begin Input rows

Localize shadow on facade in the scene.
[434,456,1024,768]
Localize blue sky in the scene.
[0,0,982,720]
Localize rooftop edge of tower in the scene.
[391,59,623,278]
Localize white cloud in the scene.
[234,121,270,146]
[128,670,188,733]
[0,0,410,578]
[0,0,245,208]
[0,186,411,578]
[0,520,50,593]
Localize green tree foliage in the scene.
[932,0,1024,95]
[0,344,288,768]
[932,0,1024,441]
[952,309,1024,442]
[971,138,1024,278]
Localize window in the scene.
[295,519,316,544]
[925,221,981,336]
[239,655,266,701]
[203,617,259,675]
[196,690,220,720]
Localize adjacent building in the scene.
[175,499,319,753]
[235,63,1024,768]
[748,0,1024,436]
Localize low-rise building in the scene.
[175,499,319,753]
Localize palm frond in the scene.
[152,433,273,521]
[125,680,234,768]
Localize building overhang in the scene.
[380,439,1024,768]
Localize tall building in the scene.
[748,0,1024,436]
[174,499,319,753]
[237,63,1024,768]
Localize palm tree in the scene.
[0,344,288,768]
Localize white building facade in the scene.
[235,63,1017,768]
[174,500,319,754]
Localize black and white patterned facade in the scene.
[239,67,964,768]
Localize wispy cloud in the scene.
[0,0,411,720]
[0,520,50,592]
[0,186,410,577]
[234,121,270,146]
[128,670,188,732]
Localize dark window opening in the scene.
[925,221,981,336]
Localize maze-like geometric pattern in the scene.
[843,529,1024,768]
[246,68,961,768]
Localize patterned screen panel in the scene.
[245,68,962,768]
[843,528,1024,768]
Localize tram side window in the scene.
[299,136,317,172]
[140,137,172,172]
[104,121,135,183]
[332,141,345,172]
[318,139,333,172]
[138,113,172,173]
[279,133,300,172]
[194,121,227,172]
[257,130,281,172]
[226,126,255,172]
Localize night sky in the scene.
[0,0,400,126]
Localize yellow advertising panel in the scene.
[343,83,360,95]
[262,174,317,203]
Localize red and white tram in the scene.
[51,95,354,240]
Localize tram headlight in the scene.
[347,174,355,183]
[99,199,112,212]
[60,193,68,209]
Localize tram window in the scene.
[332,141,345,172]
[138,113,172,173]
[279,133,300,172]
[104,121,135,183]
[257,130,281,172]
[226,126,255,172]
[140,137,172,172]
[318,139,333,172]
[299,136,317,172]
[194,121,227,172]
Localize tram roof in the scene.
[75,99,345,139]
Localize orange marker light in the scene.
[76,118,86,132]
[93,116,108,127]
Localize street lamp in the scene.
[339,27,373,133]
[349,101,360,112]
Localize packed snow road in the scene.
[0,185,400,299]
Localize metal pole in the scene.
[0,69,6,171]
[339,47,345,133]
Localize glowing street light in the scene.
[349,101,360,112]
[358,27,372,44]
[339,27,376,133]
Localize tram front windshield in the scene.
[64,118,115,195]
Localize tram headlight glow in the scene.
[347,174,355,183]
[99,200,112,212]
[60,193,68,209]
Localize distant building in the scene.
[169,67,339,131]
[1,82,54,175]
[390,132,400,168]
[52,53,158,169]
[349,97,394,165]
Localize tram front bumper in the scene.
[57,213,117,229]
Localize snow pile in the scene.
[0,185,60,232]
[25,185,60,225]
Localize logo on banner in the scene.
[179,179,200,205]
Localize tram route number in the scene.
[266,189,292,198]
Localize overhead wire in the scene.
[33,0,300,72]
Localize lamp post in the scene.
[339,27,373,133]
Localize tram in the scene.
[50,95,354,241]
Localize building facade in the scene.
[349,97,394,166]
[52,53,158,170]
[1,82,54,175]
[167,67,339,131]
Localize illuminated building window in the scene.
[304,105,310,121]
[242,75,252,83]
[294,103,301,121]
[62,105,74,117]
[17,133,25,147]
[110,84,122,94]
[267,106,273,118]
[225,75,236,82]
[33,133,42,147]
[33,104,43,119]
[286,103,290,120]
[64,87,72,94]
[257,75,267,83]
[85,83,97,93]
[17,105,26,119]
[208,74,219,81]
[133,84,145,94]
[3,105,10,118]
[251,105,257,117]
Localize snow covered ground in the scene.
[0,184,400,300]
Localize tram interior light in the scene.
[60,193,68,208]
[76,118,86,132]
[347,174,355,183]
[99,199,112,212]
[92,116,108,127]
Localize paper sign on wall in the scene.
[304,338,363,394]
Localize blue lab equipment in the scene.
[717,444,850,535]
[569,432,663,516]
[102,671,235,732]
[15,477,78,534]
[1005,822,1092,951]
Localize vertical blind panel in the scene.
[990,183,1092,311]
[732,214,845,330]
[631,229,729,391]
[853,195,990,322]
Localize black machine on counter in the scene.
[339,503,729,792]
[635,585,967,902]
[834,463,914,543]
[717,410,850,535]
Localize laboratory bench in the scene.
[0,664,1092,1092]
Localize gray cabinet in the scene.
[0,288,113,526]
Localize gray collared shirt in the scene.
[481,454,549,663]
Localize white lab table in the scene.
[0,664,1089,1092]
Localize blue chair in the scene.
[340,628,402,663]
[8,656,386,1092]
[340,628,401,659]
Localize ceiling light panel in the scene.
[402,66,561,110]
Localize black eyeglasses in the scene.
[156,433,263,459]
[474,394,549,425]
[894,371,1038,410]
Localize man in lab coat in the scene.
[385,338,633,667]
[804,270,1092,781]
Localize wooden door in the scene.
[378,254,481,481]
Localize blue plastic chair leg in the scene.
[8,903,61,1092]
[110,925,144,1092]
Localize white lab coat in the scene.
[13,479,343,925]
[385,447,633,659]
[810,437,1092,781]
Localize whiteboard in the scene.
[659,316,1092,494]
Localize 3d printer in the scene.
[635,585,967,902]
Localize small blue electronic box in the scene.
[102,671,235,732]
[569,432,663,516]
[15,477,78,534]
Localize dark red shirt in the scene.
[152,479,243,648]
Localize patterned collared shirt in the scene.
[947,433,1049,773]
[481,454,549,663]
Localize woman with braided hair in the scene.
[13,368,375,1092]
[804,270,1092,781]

end Input rows

● Set task
Turn the whole listing above into a Markdown table with the columns Row and Entry. Put each line's number in Row and the line itself in Entry, and leave out any blank lines.

● Output for this task
| Row | Entry |
|---|---|
| 1 | Localize shadow on facade in the scene. |
| 2 | [434,456,1024,768] |
| 3 | Localize blue sky in the scene. |
| 4 | [0,0,982,720] |
| 5 | Localize rooftop edge of tower in the scene. |
| 6 | [391,59,623,278] |
| 7 | Localize white cloud in the scene. |
| 8 | [234,121,270,146] |
| 9 | [128,670,188,733] |
| 10 | [0,0,410,578] |
| 11 | [0,0,245,208] |
| 12 | [0,186,411,578] |
| 13 | [0,520,50,593] |
| 14 | Localize green tree foliage in the scene. |
| 15 | [932,0,1024,95] |
| 16 | [0,344,288,768] |
| 17 | [932,0,1024,441] |
| 18 | [952,309,1024,442] |
| 19 | [971,138,1024,278] |
| 20 | Localize window in the scene. |
| 21 | [295,519,316,544] |
| 22 | [925,221,981,336] |
| 23 | [239,655,266,701] |
| 24 | [203,617,259,675] |
| 25 | [196,690,220,720] |
| 26 | Localize adjacent building in the scene. |
| 27 | [175,499,319,753] |
| 28 | [235,63,1024,768] |
| 29 | [748,0,1024,436] |
| 30 | Localize low-rise building in the scene. |
| 31 | [175,499,319,753] |
| 32 | Localize palm frond in the scene. |
| 33 | [152,433,273,521] |
| 34 | [125,680,234,768] |
| 35 | Localize building overhang in the scene. |
| 36 | [380,439,1024,768] |
| 37 | Localize tall building in the scene. |
| 38 | [748,0,1024,436] |
| 39 | [174,499,319,753] |
| 40 | [237,63,1024,768] |
| 41 | Localize palm tree in the scene. |
| 42 | [0,344,288,768] |
| 43 | Localize white building facade in the scene. |
| 44 | [235,63,1017,768] |
| 45 | [174,500,319,754] |
| 46 | Localize black and white patterned facade in the scene. |
| 47 | [239,67,964,768] |
| 48 | Localize wispy cloud in the scene. |
| 49 | [0,0,411,720] |
| 50 | [0,520,50,592] |
| 51 | [0,186,410,577] |
| 52 | [234,121,270,146] |
| 53 | [128,670,188,732] |
| 54 | Localize dark window opening in the scene. |
| 55 | [925,221,981,336] |
| 56 | Localize maze-like geometric pattern in the scene. |
| 57 | [843,529,1024,768] |
| 58 | [246,68,961,768] |
| 59 | Localize patterned screen panel in the scene. |
| 60 | [245,68,962,768] |
| 61 | [843,528,1024,768] |
| 62 | Localize tram side window in the scene. |
| 63 | [299,136,317,172] |
| 64 | [140,137,172,172] |
| 65 | [104,121,135,183] |
| 66 | [332,141,345,172] |
| 67 | [318,139,333,172] |
| 68 | [138,113,172,173] |
| 69 | [279,133,300,172] |
| 70 | [194,121,227,172] |
| 71 | [257,130,281,172] |
| 72 | [226,126,255,172] |
| 73 | Localize night sky in the scene. |
| 74 | [0,0,400,126] |
| 75 | Localize yellow advertising panel in the scene. |
| 76 | [343,83,360,95] |
| 77 | [262,174,317,203] |
| 78 | Localize red and white tram in the scene. |
| 79 | [51,95,354,240] |
| 80 | Localize tram headlight in the scene. |
| 81 | [347,174,355,183] |
| 82 | [99,199,112,212] |
| 83 | [60,193,68,209] |
| 84 | Localize tram window in the scene. |
| 85 | [332,141,345,172] |
| 86 | [138,113,172,173] |
| 87 | [279,133,300,172] |
| 88 | [104,121,135,183] |
| 89 | [257,130,281,172] |
| 90 | [226,126,255,172] |
| 91 | [140,137,172,172] |
| 92 | [318,139,333,172] |
| 93 | [299,136,317,172] |
| 94 | [194,121,227,172] |
| 95 | Localize tram roof in the scene. |
| 96 | [75,99,345,139] |
| 97 | Localize orange marker light in the scene. |
| 98 | [76,118,86,132] |
| 99 | [93,116,108,127] |
| 100 | Localize street lamp in the scene. |
| 101 | [339,27,373,133] |
| 102 | [349,101,360,112] |
| 103 | Localize packed snow road in the scene. |
| 104 | [0,185,400,299] |
| 105 | Localize metal pole in the scene. |
| 106 | [0,69,6,171] |
| 107 | [339,47,345,133] |
| 108 | Localize glowing street light in the scene. |
| 109 | [349,101,360,112] |
| 110 | [358,27,372,44] |
| 111 | [339,27,376,133] |
| 112 | Localize tram front windshield in the scene. |
| 113 | [64,118,115,195] |
| 114 | Localize tram headlight glow in the scene. |
| 115 | [347,174,355,183] |
| 116 | [99,200,112,212] |
| 117 | [60,193,68,209] |
| 118 | Localize distant building in the scene. |
| 119 | [169,67,339,131] |
| 120 | [1,82,54,175] |
| 121 | [390,132,400,168] |
| 122 | [52,53,158,169] |
| 123 | [349,97,394,165] |
| 124 | Localize tram front bumper in the scene. |
| 125 | [57,213,117,229] |
| 126 | Localize snow pile in the scene. |
| 127 | [0,185,60,232] |
| 128 | [25,185,60,225] |
| 129 | Localize logo on banner in the scene. |
| 130 | [179,179,200,205] |
| 131 | Localize tram route number in the scene. |
| 132 | [266,189,292,198] |
| 133 | Localize overhead wire in the scene. |
| 134 | [33,0,300,72] |
| 135 | Localize lamp post in the scene. |
| 136 | [339,27,373,133] |
| 137 | Localize tram in the scene. |
| 138 | [50,95,354,241] |
| 139 | Localize building facade in the scene. |
| 140 | [349,97,394,166] |
| 141 | [52,53,158,170] |
| 142 | [1,82,54,175] |
| 143 | [167,67,339,131] |
| 144 | Localize illuminated building window in the scene. |
| 145 | [304,105,310,121] |
| 146 | [242,75,252,83] |
| 147 | [294,103,301,121] |
| 148 | [62,105,74,117] |
| 149 | [17,133,25,147] |
| 150 | [110,84,122,94] |
| 151 | [267,106,273,118] |
| 152 | [225,75,236,82] |
| 153 | [33,133,42,147] |
| 154 | [33,104,43,119] |
| 155 | [286,103,290,120] |
| 156 | [64,87,72,94] |
| 157 | [257,75,267,83] |
| 158 | [85,83,97,93] |
| 159 | [17,105,26,119] |
| 160 | [208,74,219,81] |
| 161 | [133,84,145,94] |
| 162 | [3,105,10,118] |
| 163 | [251,105,257,117] |
| 164 | Localize snow covered ground in the scene. |
| 165 | [0,184,400,300] |
| 166 | Localize tram interior light in the scene. |
| 167 | [60,193,68,208] |
| 168 | [76,118,86,132] |
| 169 | [347,174,355,183] |
| 170 | [99,199,112,212] |
| 171 | [92,116,108,127] |
| 172 | Localize paper sign on wall in the scene. |
| 173 | [304,338,363,394] |
| 174 | Localize blue lab equipment in the scene. |
| 175 | [717,444,850,535] |
| 176 | [569,432,663,516] |
| 177 | [102,671,235,732] |
| 178 | [15,477,78,534] |
| 179 | [1005,822,1092,951] |
| 180 | Localize vertical blind panel in the scene. |
| 181 | [990,183,1092,311] |
| 182 | [732,214,845,330] |
| 183 | [631,229,729,391] |
| 184 | [853,195,990,322] |
| 185 | Localize black machine on counter in the scene. |
| 186 | [339,503,729,792] |
| 187 | [635,585,967,902] |
| 188 | [834,463,914,543] |
| 189 | [717,410,850,535] |
| 190 | Localize laboratory bench in the scene. |
| 191 | [0,664,1092,1092] |
| 192 | Localize gray cabinet in the scene. |
| 193 | [0,288,113,526] |
| 194 | Localize gray collared shirt in the scene. |
| 195 | [481,454,549,663] |
| 196 | Localize white lab table in the scene. |
| 197 | [0,664,1089,1092] |
| 198 | Localize blue chair in the scene. |
| 199 | [340,628,402,663] |
| 200 | [8,656,386,1092] |
| 201 | [340,628,401,659] |
| 202 | Localize ceiling light panel in the scene. |
| 203 | [402,66,561,110] |
| 204 | Localize black eyeglasses in the scene. |
| 205 | [156,433,263,459] |
| 206 | [474,394,549,425] |
| 207 | [894,371,1038,410] |
| 208 | Localize man in lab coat in the scene. |
| 209 | [385,338,633,667] |
| 210 | [804,270,1092,781] |
| 211 | Localize wooden door in the scene. |
| 212 | [378,254,481,481] |
| 213 | Localize blue plastic chair leg in the scene. |
| 214 | [8,903,61,1092] |
| 215 | [110,925,144,1092] |
| 216 | Localize white lab coat in the scene. |
| 217 | [13,479,343,925] |
| 218 | [385,447,633,659] |
| 219 | [810,437,1092,781] |
| 220 | Localize whiteboard in the scene. |
| 221 | [659,316,1092,494] |
| 222 | Localize 3d printer in the scene. |
| 223 | [635,585,967,902] |
| 224 | Localize small blue electronic box in the scene. |
| 225 | [102,671,235,732] |
| 226 | [569,432,663,516] |
| 227 | [15,477,78,534] |
| 228 | Localize dark red shirt in the scene. |
| 229 | [152,479,243,648] |
| 230 | Localize patterned collared shirt in the scene. |
| 231 | [947,433,1049,773] |
| 232 | [481,454,549,663] |
| 233 | Localize woman with braided hair in the scene. |
| 234 | [13,368,375,1092] |
| 235 | [804,270,1092,781] |